## WHAT THE TASK ASKS
Total the lines of the entries below that hold the string "blade", then write only that total.

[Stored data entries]
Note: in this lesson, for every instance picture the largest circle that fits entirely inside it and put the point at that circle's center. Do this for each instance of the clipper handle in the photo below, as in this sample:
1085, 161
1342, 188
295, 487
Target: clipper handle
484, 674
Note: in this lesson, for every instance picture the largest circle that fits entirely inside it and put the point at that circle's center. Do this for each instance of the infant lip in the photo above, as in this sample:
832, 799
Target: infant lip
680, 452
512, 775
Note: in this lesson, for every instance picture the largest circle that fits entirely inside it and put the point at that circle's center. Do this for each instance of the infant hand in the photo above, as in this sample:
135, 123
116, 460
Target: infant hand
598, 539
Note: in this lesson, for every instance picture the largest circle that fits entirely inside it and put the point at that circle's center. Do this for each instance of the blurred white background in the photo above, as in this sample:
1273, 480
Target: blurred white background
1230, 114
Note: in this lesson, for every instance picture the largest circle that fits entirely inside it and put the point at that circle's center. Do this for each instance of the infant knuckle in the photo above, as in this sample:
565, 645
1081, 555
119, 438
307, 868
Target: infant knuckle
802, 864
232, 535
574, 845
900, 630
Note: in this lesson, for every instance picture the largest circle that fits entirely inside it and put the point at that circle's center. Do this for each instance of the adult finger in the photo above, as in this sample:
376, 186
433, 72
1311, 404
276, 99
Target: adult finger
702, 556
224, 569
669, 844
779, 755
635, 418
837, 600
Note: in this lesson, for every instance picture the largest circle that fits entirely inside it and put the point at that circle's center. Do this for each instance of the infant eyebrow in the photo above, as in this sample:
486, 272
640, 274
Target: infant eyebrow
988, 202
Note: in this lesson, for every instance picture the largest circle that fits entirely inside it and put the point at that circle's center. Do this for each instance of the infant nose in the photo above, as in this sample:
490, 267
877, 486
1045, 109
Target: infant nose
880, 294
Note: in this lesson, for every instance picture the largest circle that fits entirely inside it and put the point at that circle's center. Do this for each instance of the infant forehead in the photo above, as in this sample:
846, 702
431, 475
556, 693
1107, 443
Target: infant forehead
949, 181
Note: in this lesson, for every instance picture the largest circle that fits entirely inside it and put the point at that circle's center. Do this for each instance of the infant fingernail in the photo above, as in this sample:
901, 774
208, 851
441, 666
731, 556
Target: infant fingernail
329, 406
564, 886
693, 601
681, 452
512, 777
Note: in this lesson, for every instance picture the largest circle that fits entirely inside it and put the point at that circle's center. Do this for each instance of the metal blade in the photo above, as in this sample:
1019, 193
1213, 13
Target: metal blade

## TASK ANSWER
2